___ Dataset records ___
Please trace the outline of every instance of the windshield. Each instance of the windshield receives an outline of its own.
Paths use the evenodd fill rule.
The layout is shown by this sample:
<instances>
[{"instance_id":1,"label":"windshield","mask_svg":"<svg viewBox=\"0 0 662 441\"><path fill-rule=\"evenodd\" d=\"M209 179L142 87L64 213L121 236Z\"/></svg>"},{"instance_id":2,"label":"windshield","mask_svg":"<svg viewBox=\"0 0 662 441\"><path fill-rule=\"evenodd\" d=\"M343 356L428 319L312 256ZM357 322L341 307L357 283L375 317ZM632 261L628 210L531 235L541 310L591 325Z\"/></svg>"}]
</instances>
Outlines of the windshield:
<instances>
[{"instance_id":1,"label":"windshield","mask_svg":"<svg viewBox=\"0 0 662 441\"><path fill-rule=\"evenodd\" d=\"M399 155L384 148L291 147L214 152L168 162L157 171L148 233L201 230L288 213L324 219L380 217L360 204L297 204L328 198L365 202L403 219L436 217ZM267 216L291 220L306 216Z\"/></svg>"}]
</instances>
___
Given request: Reproduce every item above verbatim, line by line, with no alterations.

Output:
Please trace the outline of every instance of the windshield. Each instance of the windshield receives an outline of its own.
Paths use the evenodd fill rule.
The layout is shown by this sample:
<instances>
[{"instance_id":1,"label":"windshield","mask_svg":"<svg viewBox=\"0 0 662 441\"><path fill-rule=\"evenodd\" d=\"M209 179L142 87L64 213L121 236Z\"/></svg>"},{"instance_id":2,"label":"windshield","mask_svg":"<svg viewBox=\"0 0 662 441\"><path fill-rule=\"evenodd\" d=\"M343 356L428 319L312 256ZM357 322L341 307L357 283L375 317ZM632 261L628 210L531 235L541 310L591 325Z\"/></svg>"}]
</instances>
Outlines of the windshield:
<instances>
[{"instance_id":1,"label":"windshield","mask_svg":"<svg viewBox=\"0 0 662 441\"><path fill-rule=\"evenodd\" d=\"M399 155L384 148L291 147L214 152L168 162L157 171L148 233L201 230L288 213L324 219L380 217L360 204L297 204L328 198L365 202L403 219L436 217ZM267 216L291 220L306 216Z\"/></svg>"}]
</instances>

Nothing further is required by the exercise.